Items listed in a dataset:
◆ ◆ ◆ ◆ ◆

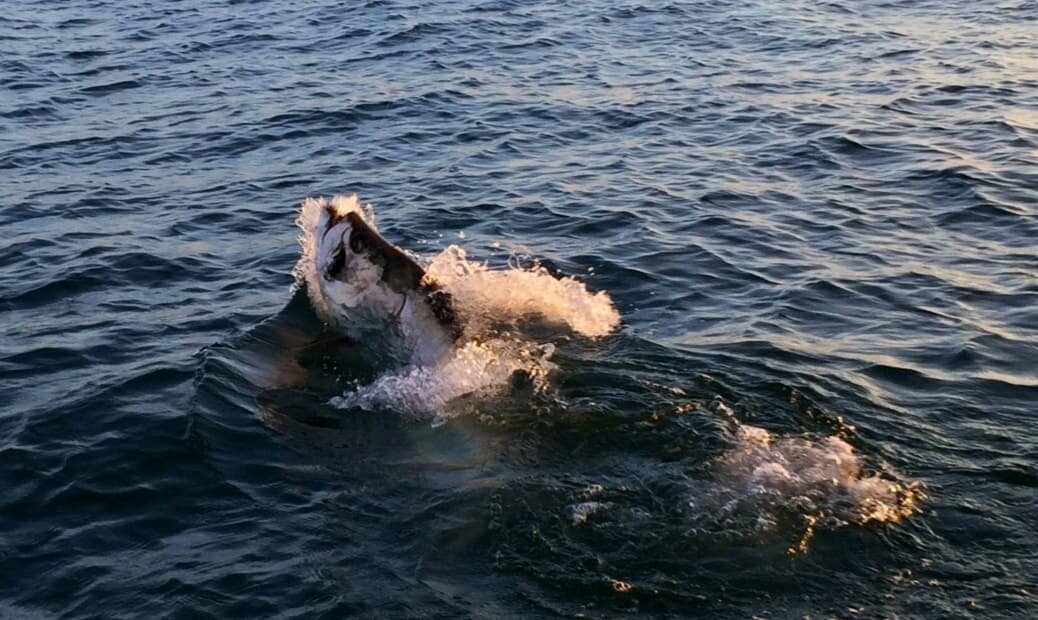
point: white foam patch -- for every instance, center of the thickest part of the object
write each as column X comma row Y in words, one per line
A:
column 475, row 367
column 764, row 475
column 485, row 296
column 486, row 359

◆ ◆ ◆ ◆ ◆

PROBLEM STATEMENT:
In the copy, omit the pictures and reproduce every entry exactly.

RESPONSE FOR THIS EXERCISE:
point: white foam patch -- for every instance, center of the thickest part of the object
write each as column X comma row Y in words, one per line
A:
column 475, row 367
column 764, row 475
column 485, row 296
column 486, row 359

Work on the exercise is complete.